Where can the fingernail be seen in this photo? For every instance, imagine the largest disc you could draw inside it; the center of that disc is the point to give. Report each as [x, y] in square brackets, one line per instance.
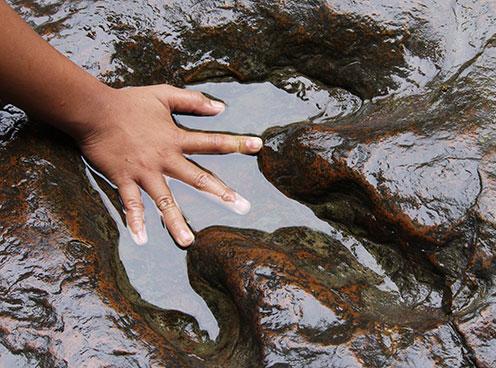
[254, 144]
[140, 238]
[240, 205]
[186, 237]
[217, 105]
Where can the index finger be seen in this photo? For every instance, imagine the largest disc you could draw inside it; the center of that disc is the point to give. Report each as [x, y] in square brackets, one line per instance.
[197, 142]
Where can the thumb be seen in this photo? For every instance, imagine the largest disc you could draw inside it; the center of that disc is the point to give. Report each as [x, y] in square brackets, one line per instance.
[189, 101]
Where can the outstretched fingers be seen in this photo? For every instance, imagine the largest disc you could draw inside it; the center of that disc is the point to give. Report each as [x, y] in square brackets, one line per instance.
[188, 101]
[134, 210]
[196, 142]
[158, 189]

# # # # # # #

WHAT IS NEEDED:
From the line containing "Where can the outstretched" to the last line above, repeat every line exactly and nothing else.

TASK RESULT:
Where can the outstretched fingers be seen in this photo? For every instance, imagine the largest disc you could draw inside it; the center of that disc is the point to give. Report each as [x, y] in square brackets, one line per instance.
[188, 101]
[134, 210]
[196, 142]
[158, 189]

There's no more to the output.